GIVEN INSTRUCTION
Reproduce every entry exactly as shown.

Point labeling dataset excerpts
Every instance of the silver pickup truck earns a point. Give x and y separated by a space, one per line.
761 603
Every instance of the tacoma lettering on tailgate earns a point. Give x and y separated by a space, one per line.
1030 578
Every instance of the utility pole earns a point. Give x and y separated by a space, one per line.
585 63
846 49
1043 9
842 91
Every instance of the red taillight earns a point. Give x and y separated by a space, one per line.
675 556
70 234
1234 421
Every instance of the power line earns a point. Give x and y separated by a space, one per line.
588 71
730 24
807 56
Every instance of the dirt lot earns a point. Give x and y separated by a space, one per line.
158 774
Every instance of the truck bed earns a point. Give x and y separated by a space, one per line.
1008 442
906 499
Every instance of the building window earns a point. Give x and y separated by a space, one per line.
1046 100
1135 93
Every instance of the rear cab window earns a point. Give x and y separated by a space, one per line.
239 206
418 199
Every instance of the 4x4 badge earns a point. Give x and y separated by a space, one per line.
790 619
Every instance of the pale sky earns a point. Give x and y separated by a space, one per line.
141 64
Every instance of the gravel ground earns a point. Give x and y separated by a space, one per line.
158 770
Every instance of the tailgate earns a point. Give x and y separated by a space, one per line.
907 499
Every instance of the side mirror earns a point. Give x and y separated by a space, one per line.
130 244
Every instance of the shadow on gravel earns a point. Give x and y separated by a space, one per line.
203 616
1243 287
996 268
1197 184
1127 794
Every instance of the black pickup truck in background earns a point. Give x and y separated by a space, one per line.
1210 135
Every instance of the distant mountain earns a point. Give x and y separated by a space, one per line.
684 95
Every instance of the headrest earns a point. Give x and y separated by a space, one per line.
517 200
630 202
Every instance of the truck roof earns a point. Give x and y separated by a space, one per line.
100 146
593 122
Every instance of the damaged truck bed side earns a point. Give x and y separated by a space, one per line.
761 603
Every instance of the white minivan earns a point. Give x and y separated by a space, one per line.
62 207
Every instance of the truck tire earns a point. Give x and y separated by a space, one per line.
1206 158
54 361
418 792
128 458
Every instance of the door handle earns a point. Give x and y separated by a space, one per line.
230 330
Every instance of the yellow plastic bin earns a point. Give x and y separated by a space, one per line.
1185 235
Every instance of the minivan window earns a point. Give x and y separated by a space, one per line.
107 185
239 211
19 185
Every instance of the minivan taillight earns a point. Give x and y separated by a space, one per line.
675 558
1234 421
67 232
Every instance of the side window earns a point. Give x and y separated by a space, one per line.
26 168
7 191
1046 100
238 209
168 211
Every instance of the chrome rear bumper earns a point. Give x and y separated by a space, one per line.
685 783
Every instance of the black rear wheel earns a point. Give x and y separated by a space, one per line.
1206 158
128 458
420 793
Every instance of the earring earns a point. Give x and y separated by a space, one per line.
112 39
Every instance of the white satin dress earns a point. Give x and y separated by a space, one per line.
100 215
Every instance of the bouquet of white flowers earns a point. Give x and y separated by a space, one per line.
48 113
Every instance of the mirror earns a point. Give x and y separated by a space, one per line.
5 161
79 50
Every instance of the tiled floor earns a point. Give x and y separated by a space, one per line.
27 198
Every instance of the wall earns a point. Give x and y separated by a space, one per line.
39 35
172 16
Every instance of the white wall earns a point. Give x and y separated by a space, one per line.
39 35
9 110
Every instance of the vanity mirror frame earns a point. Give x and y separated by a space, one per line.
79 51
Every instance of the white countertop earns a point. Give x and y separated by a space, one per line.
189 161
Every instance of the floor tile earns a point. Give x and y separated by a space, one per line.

CORRECT OUTPUT
Every instance of the silver pickup truck earns a point. Give x and y separated by a space, one per line.
761 603
Every instance of the tacoma lettering on tailgate earns a point. Give x and y separated by a space, one per line.
1030 578
Every instance of the utility pole earns a point. Give x and y separated by a space, one per line.
585 63
846 49
1043 9
842 91
Every instance of the red taillight earns a point. Give x and y separated by a space, one per line.
675 556
70 234
1234 421
Every instance of the power line earns a point. Give x and y separated by a space, one per line.
588 71
730 24
807 56
Every instance of the dirt lot earns a point. Give x and y separated by a space, one per line.
158 774
Every instance of the truck bed earns a point. Give x and y separated by a space, one per line.
1008 442
906 499
Every instance of the building window earns a point. Give x and y separated by a space, one per line.
1046 100
1135 93
Every instance of the rear cab window earns a point. Give x and y separated by a space, one per line.
239 206
418 199
Every instance of the 4x4 badge earns a point. Give x and y separated by a space, one per line.
790 619
Every instance of the pale sky earns a point. Give x and y separated by a space, one per line.
141 64
Every instance of the gravel ground earns a point. Give x and y separated by a space, one per line.
158 770
Every instance of the tailgate earns a point. Give x and y separated by a space, one per line.
907 499
Every instance of the side mirror earns a point. Give x and y separated by a space, one per line.
130 244
Every instance of the shadow on gravel earns a point. Give x and y separated by a space, one per line.
203 616
1243 287
996 268
1197 184
1127 794
Every instance of the black pickup truck in background earns a point. Give x and y separated by a space, one per line.
1210 135
Every instance of the distant mountain earns a point. Give x and y separated by a space, one per line.
684 95
Every instance of the headrest earns a point. Give x and y separated by a space, one per line.
517 200
630 202
Every instance of the truck roof earns a point. Give x and y separated by a space, one per line.
100 146
593 122
Every instance of the damaged truck bed side earns a point. Give x and y separated by a space, one per line.
761 603
Every instance of the white minivan earns a point. Give x and y separated by a space, one per line.
62 207
Every instance of the truck tire earns a point. Give x and y separated by a space, one per line.
1206 158
54 361
418 792
128 458
Every instance of the door handle earns a point. Give x and y separated by a space, one per line.
230 330
Every instance of the yellow plastic bin earns a point. Give x and y separated by a space, one per line.
1185 235
Every instance of the minivan window earns a point. Give x and y separated by a space, one per line.
107 185
239 211
19 185
Every instance of the minivan taillight earns a point. Give x and y separated by a space, one per line.
675 558
1234 421
67 232
Every instance of the side window earns a point. Give x and y separated by a space, one per line.
26 168
7 191
1046 100
238 209
168 211
Every instance of the chrome rear bumper earns a point. Give x and y separated by a space, one per line.
685 783
Every instance of the black rear wheel earns a point. Give x and y separated by a space, one per line.
1206 158
128 458
420 793
Every instance of the earring earns a point. Give x and y separated by a space, one per line.
112 39
Every instance of the white satin dress earns a point. Give x and y separated by a space, one per line.
100 215
Every instance of the bouquet of white flowers earns a point. Give x and y separated by a space, one per line.
48 113
Every instance of the mirror earns a point. Give x and y separated by a space, one per line.
5 161
79 50
Every instance of the tiled floor earns a point. Give x and y separated by a space, one per line.
27 198
Every instance of the wall earns a point. Give x and y separated by a space, one per line.
39 35
172 16
Every instance of the white wall earns a point. Give x and y separated by a space, one per line.
39 35
9 110
Every instance of the vanity mirror frame earns a point. Give x and y separated by a space, one per line.
79 51
Every instance of the white countertop earns a point. Give x and y separated by a space, one per line.
189 161
Every instance of the floor tile earns a point. Give x and y separated by a space, one per line.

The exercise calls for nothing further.